Dataset excerpt:
.....
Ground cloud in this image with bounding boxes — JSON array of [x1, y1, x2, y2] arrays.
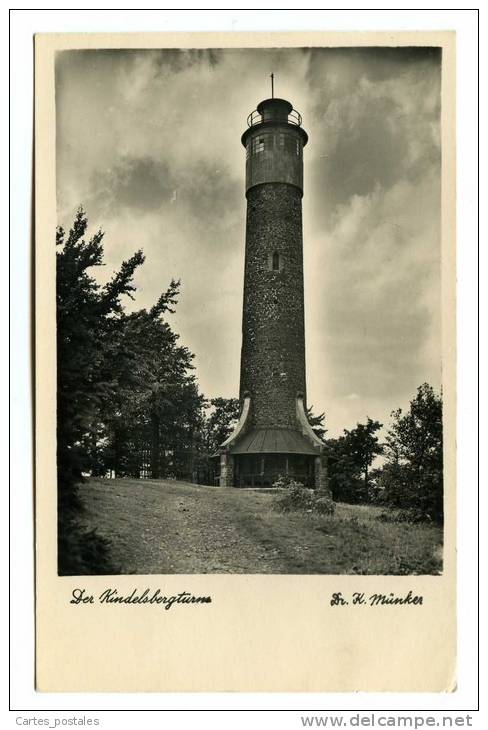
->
[[56, 48, 440, 435]]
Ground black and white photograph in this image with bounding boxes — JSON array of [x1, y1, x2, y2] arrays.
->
[[55, 45, 444, 576]]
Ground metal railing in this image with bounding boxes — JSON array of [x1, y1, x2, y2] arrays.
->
[[247, 109, 302, 127]]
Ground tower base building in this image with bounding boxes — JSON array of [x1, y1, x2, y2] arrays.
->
[[220, 92, 327, 490]]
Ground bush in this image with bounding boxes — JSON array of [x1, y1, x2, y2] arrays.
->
[[273, 476, 335, 515], [376, 507, 432, 525]]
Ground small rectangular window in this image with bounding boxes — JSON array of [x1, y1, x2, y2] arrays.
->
[[252, 137, 264, 155]]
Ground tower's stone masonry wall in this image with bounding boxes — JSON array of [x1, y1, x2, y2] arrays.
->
[[240, 183, 305, 428]]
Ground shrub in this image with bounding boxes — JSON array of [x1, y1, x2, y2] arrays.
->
[[273, 476, 335, 515], [376, 507, 432, 525]]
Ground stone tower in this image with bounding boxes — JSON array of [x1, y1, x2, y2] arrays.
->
[[220, 92, 327, 489]]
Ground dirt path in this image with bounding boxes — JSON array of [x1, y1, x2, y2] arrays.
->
[[82, 479, 442, 575], [80, 480, 310, 573]]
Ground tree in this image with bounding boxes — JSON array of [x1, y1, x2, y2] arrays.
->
[[56, 208, 204, 575], [327, 418, 383, 502], [379, 383, 443, 522], [205, 398, 239, 456], [99, 281, 204, 479], [56, 208, 144, 507], [56, 208, 144, 575]]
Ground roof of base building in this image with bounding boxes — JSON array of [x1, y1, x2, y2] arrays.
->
[[230, 428, 317, 455]]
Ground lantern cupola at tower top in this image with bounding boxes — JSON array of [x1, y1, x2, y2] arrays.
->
[[241, 98, 308, 195]]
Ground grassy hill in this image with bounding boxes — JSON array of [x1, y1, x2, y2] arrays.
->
[[75, 479, 442, 575]]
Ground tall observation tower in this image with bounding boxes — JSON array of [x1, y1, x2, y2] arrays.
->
[[220, 88, 327, 489]]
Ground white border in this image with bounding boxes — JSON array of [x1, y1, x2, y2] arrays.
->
[[7, 9, 480, 728]]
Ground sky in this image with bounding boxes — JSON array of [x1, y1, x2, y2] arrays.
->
[[56, 47, 441, 436]]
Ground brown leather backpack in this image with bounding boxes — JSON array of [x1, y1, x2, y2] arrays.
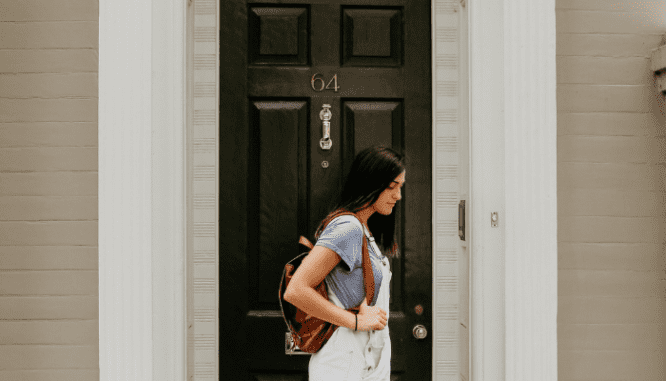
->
[[279, 211, 375, 353]]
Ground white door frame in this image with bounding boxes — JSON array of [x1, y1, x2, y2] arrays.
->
[[99, 0, 557, 381]]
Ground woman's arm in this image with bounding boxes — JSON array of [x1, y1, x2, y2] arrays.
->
[[284, 246, 387, 331]]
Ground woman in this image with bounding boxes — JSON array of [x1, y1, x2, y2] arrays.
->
[[284, 147, 405, 381]]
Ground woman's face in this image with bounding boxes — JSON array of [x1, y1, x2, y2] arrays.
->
[[372, 171, 405, 216]]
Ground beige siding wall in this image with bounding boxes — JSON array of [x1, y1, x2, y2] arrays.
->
[[557, 0, 666, 381], [0, 0, 99, 381]]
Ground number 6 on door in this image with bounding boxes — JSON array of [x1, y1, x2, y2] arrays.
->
[[310, 73, 340, 93]]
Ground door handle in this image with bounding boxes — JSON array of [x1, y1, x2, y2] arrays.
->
[[412, 324, 428, 340], [319, 104, 333, 150]]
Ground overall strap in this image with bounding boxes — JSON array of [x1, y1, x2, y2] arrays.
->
[[298, 211, 375, 305]]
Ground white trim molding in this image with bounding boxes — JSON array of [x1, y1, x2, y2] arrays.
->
[[469, 0, 557, 381], [99, 0, 188, 381], [504, 0, 557, 381]]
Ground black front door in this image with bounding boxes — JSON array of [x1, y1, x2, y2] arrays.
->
[[219, 0, 433, 381]]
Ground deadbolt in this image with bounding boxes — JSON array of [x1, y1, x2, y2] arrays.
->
[[412, 324, 428, 340]]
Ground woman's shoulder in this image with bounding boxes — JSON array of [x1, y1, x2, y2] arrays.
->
[[329, 214, 363, 232]]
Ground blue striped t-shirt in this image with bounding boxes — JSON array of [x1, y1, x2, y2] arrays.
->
[[315, 215, 383, 309]]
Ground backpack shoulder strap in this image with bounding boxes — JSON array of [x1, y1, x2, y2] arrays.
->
[[306, 211, 375, 305]]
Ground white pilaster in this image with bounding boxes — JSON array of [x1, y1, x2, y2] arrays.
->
[[99, 0, 187, 381], [504, 0, 557, 381]]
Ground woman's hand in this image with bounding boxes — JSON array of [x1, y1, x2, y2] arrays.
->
[[357, 298, 388, 331]]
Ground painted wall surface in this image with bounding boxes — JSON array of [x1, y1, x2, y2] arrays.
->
[[556, 0, 666, 381], [0, 0, 99, 381]]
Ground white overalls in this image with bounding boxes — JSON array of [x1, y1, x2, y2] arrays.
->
[[309, 227, 391, 381]]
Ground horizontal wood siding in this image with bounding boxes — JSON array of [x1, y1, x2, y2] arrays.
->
[[556, 0, 666, 381], [0, 0, 99, 381]]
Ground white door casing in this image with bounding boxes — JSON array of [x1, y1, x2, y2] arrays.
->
[[99, 0, 557, 381]]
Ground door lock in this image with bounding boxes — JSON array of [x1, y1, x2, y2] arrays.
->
[[319, 104, 333, 150], [412, 324, 428, 340]]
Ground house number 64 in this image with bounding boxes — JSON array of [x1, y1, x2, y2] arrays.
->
[[310, 73, 340, 93]]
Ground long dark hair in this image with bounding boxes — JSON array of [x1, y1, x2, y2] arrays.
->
[[315, 146, 405, 257]]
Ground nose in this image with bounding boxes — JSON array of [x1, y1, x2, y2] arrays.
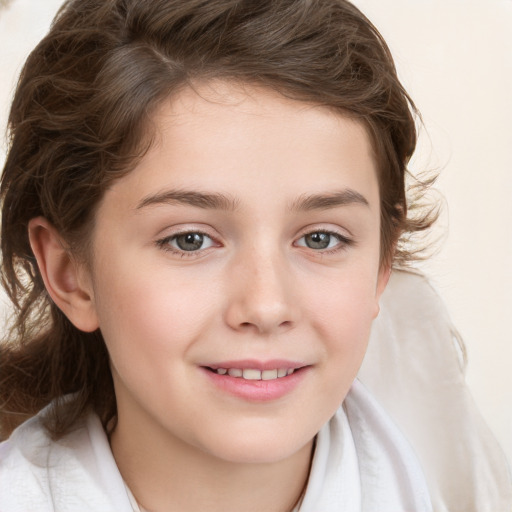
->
[[226, 247, 299, 335]]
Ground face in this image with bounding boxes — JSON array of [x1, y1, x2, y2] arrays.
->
[[86, 84, 386, 462]]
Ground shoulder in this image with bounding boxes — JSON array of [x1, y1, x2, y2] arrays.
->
[[0, 404, 131, 512]]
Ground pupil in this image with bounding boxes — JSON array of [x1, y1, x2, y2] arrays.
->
[[176, 233, 204, 251], [306, 233, 331, 249]]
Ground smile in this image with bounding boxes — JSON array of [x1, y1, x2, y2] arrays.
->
[[200, 359, 312, 403], [212, 368, 295, 380]]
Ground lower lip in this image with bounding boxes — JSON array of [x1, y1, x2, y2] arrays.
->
[[201, 367, 309, 402]]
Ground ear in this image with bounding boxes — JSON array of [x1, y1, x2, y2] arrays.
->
[[28, 217, 98, 332], [373, 264, 392, 318]]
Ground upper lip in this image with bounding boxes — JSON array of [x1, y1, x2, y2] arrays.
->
[[201, 359, 307, 371]]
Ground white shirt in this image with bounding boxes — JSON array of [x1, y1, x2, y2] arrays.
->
[[0, 381, 432, 512]]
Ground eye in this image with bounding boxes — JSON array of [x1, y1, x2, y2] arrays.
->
[[296, 231, 351, 251], [158, 231, 215, 252]]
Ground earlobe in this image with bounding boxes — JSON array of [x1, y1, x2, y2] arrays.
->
[[373, 265, 392, 318], [28, 217, 98, 332]]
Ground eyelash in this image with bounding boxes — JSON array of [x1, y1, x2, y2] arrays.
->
[[156, 229, 355, 258]]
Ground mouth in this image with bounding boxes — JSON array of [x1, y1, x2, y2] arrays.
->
[[206, 366, 299, 380], [201, 360, 312, 402]]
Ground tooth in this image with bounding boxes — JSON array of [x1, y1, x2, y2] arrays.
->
[[243, 369, 261, 380], [261, 370, 277, 380]]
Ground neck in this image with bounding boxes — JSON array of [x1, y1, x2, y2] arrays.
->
[[111, 410, 313, 512]]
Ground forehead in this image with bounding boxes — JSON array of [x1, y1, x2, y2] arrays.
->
[[136, 82, 375, 187], [100, 82, 378, 218]]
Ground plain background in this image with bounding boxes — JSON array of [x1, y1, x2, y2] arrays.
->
[[0, 0, 512, 461]]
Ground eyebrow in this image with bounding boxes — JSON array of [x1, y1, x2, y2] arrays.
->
[[136, 189, 369, 212], [136, 190, 238, 211], [291, 188, 370, 211]]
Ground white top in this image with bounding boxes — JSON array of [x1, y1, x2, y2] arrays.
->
[[0, 381, 432, 512]]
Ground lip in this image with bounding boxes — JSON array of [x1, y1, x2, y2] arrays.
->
[[201, 359, 307, 371], [200, 359, 311, 403]]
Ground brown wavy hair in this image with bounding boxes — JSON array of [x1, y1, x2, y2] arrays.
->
[[0, 0, 435, 437]]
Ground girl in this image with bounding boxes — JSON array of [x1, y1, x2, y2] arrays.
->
[[0, 0, 505, 512]]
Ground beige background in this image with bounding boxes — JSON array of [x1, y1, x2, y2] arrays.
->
[[0, 0, 512, 461]]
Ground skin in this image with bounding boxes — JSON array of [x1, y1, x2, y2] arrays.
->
[[30, 83, 389, 512]]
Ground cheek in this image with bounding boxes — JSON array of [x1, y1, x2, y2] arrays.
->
.....
Instructions for the task: Extract, exactly as they appear, the lines from the one containing "Ground tooth in" through the final line.

Reply:
Ground tooth in this image with bounding boxes — JSON array of [x1, y1, x2, y2] arrays.
->
[[243, 369, 261, 380], [261, 370, 277, 380]]
Ground neck in this image with bounding boxes — JSON array of [x1, y1, x2, y2] arrays.
->
[[111, 410, 313, 512]]
Ground forehead in this image with bounding boxes — JSON array of [x1, y1, x2, y2] arrays.
->
[[136, 82, 375, 187], [100, 82, 378, 218]]
Ground plain background in this image with bounding boxes — JSON array of [x1, y1, x2, y2] arrays.
->
[[0, 0, 512, 461]]
Ground eyebrow in this image with bounding boxes — JSON array of [x1, y1, x2, y2] arrays.
->
[[136, 189, 369, 212], [136, 190, 238, 211], [291, 188, 370, 211]]
Ground white top in this image with bounding boxes — JSON array of [x1, y1, x2, y2] arrays.
->
[[0, 381, 432, 512]]
Ground lip in this image with bounding boxes — JSON array of [x1, y1, x2, y2] arrays.
->
[[201, 359, 307, 371], [200, 359, 311, 403]]
Ground brown wavy hair in this image with bounding boxes — JSON array of [x1, y1, x2, y2] arrays.
->
[[0, 0, 435, 437]]
Ground girl in this image with bounding boxes — JSON array of [x1, y1, x2, y2] arrays.
->
[[0, 0, 505, 512]]
Ground beige background in this image with bounding boxes — JSON array of [x1, y1, x2, y2] arrays.
->
[[0, 0, 512, 461]]
Ground skin in this image with bounding boxes — JSON array of [x1, y1, x2, y2] arrays.
->
[[30, 83, 389, 512]]
Ground cheek in this image with bounding boxes — JSON array of [x1, y1, x2, y2] arrays.
->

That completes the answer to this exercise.